-------- Data supplied --------

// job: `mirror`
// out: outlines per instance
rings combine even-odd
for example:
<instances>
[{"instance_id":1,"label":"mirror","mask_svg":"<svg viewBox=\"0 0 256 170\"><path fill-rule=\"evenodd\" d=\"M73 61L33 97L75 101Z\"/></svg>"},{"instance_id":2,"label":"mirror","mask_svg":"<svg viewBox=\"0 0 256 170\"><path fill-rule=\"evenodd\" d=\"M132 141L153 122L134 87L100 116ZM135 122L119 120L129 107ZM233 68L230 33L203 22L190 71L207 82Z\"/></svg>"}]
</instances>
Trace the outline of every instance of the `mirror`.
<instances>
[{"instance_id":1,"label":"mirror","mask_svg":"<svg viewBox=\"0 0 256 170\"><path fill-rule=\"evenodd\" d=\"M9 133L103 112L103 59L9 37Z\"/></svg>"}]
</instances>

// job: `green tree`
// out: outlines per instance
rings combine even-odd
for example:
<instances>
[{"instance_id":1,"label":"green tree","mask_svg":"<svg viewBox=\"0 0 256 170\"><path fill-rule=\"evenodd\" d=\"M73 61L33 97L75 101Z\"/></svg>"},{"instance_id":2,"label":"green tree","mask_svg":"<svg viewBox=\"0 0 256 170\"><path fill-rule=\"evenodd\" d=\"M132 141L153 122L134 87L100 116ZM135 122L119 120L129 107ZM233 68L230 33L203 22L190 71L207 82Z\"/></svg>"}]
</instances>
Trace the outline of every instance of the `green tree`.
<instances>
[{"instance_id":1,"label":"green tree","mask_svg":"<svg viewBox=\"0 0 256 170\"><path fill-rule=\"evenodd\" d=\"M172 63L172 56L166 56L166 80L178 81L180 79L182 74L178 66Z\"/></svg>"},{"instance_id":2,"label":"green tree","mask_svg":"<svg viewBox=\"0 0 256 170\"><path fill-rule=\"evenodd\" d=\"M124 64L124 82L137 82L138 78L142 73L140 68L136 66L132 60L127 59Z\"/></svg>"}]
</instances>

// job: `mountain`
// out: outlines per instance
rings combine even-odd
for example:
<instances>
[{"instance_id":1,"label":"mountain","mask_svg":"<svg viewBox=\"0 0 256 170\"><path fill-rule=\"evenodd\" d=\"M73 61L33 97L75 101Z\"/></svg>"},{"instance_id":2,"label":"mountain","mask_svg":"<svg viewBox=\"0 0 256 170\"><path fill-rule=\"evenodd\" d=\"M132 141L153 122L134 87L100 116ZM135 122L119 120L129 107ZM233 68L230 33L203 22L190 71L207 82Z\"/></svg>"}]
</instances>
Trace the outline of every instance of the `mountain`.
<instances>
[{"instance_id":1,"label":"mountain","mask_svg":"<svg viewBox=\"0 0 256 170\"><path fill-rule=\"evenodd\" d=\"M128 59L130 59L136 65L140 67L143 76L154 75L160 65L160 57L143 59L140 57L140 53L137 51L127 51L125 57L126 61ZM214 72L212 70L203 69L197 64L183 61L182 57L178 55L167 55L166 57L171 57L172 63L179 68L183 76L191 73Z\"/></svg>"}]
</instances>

--------

**What is being asked**
State how many lines in the records above contain the string "every", treating uppercase and lowercase as distinct. Give only the number.

**Finished exercise**
3